▸ Work instructions: Search the records below for the line containing "Rules: pick out each instance of the antenna". Write out that line and every line after it exactly as written.

▸ Dataset entries:
*** Block opens ***
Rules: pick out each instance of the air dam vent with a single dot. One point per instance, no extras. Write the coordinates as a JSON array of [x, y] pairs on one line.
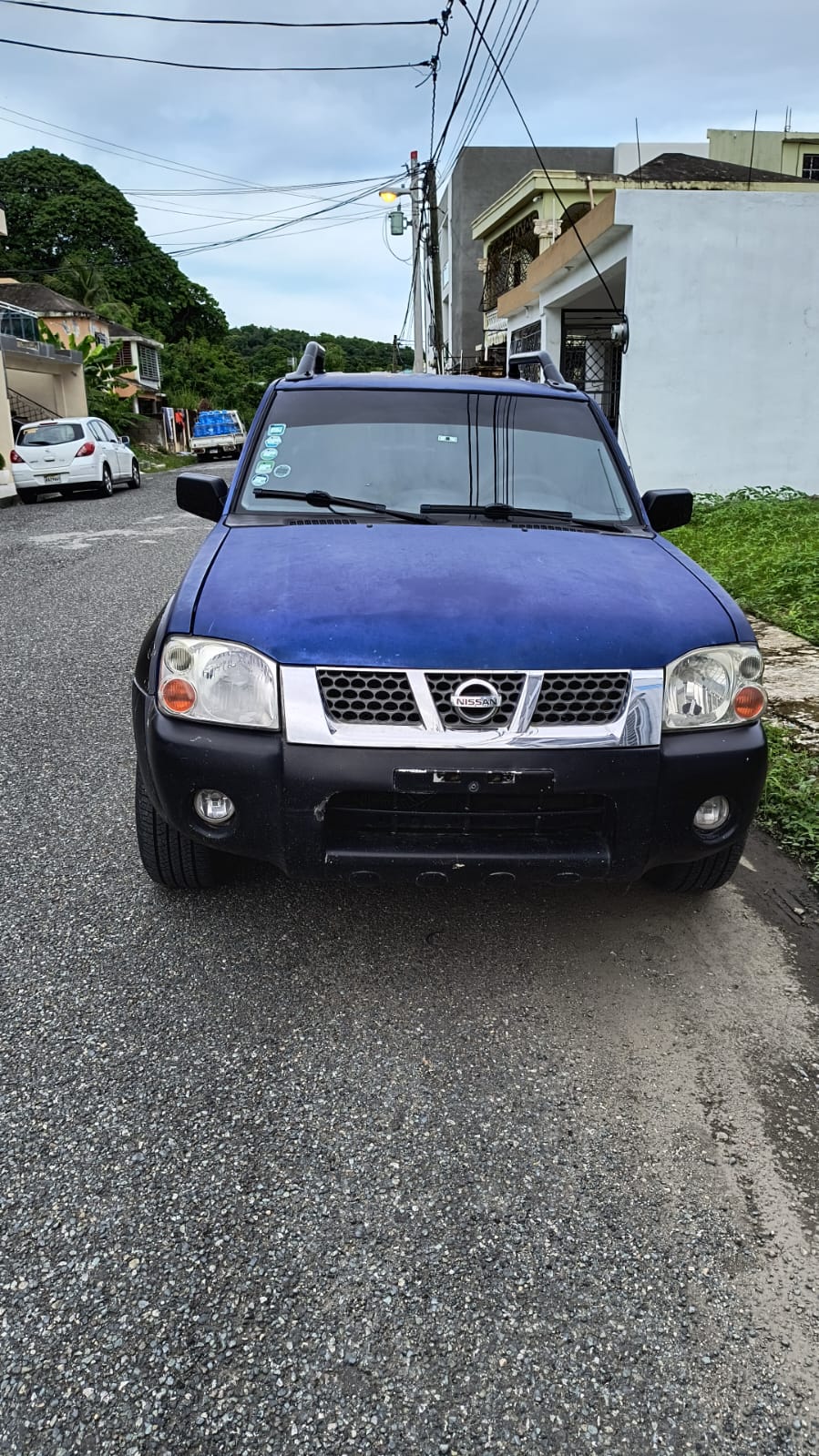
[[580, 697], [353, 697]]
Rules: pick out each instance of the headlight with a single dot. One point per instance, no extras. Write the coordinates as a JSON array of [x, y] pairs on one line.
[[218, 683], [714, 687]]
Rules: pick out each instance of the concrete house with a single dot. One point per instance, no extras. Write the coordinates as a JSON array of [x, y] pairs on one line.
[[717, 271]]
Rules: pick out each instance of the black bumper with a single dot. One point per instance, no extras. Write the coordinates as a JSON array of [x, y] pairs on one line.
[[554, 816]]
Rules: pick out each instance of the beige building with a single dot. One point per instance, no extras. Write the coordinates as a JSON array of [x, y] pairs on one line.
[[794, 153], [65, 318]]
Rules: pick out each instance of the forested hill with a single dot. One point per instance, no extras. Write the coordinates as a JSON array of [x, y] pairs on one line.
[[271, 351]]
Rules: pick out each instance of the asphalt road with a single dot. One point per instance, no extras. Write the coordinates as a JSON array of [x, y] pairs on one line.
[[293, 1168]]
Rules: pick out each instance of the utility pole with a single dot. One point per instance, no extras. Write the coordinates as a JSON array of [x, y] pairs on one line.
[[418, 366], [433, 254]]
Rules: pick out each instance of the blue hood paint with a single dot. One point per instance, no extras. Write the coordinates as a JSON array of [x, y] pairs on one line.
[[464, 596]]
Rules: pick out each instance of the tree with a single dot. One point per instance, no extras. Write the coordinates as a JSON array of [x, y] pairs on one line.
[[196, 369], [82, 279], [270, 351], [99, 369], [58, 210]]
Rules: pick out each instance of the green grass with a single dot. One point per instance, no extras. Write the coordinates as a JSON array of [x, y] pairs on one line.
[[152, 459], [790, 802], [764, 548]]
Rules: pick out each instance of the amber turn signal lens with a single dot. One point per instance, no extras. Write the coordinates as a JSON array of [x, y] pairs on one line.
[[750, 702], [179, 697]]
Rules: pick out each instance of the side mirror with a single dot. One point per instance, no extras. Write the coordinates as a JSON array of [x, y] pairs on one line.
[[668, 508], [201, 494]]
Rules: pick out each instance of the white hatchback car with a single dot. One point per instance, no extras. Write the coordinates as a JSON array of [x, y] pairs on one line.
[[72, 454]]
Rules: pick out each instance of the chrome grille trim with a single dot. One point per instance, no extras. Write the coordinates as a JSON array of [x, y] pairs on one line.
[[507, 685], [306, 721]]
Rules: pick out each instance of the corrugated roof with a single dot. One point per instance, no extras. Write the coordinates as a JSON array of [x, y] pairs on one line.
[[39, 299], [680, 167]]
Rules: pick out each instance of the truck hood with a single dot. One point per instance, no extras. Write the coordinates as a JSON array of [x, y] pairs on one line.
[[456, 597]]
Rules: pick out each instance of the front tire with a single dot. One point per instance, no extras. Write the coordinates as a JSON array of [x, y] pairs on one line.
[[700, 875], [169, 858]]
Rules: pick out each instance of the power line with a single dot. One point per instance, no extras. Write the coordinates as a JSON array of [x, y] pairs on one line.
[[292, 188], [286, 221], [165, 163], [535, 148], [484, 95], [187, 21], [194, 66], [462, 80], [269, 232], [435, 65]]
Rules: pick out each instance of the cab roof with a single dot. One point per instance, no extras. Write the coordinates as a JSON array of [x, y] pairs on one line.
[[456, 383]]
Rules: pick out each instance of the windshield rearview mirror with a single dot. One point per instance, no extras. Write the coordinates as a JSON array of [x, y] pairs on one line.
[[201, 494], [668, 508]]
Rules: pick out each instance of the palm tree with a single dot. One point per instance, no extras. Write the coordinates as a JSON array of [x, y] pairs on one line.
[[80, 279]]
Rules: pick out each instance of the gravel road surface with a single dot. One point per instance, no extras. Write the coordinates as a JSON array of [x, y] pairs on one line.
[[296, 1169]]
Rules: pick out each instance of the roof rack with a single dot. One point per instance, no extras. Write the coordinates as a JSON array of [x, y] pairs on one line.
[[309, 364], [551, 373]]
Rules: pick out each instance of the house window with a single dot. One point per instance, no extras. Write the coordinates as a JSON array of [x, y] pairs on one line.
[[148, 362]]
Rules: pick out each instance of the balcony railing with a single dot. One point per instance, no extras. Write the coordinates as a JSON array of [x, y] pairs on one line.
[[17, 323]]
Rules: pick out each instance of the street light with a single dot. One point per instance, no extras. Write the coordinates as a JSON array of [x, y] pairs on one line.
[[413, 192]]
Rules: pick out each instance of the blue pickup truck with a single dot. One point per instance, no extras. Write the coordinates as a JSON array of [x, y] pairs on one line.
[[436, 635]]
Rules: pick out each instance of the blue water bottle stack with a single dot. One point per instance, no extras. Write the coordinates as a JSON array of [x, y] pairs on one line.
[[213, 423]]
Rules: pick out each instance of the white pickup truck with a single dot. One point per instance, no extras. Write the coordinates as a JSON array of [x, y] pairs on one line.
[[218, 433]]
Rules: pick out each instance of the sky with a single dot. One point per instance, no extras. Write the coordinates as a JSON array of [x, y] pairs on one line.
[[580, 76]]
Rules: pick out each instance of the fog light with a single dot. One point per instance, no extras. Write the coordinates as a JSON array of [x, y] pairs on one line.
[[213, 807], [712, 814]]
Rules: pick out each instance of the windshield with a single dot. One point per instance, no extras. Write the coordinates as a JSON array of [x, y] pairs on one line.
[[57, 434], [413, 447]]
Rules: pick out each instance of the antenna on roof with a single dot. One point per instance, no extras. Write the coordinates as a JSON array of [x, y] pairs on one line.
[[752, 143], [309, 364]]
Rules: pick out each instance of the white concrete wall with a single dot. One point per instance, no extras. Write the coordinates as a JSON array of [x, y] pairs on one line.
[[627, 159], [719, 384]]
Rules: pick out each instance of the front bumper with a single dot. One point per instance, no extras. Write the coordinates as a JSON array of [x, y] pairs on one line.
[[556, 816]]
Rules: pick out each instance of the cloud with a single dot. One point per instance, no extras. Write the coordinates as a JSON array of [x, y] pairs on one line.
[[582, 76]]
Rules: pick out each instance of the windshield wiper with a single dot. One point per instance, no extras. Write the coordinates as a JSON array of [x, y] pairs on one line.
[[322, 498], [498, 512], [604, 526]]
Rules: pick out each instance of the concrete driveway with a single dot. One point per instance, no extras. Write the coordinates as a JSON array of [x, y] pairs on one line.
*** Block closes ***
▸ Result of this exercise:
Rules: pick out each instance of the antenna on roof with a single dot. One point per instance, no extras. Write the coordinates as a JSON array of [x, y] pairs on one line.
[[752, 143], [309, 364]]
Rules: pick out each instance of the white concrete wall with a single dot. One point per instance, no extras. Write the coordinates as a JSON array of [x, y] pairs on one line.
[[627, 159], [719, 384]]
Rules: pick out each instance of the front bumper with a single dot. One point per instance, no extras. Write the coordinates as a JSON array of [x, y] pairs on one line.
[[556, 816]]
Rules: pick out each instance of the cloud with a single dot. One point per instance, no extras. Write the coordinates as a JSON array of [x, y] pairs on one line.
[[582, 76]]
Rules: pick out each instance of the windshield wiper with a single dot. One point per instance, no extras. Write the coordinates as a JSON array of [x, y] pairs on one line.
[[322, 498], [498, 512], [604, 526]]
Rules: pick out each instance of the concrete driveway with a single dot. One point per instance, no extras. Write the coordinates as a JSON array of [x, y] pairs on one line.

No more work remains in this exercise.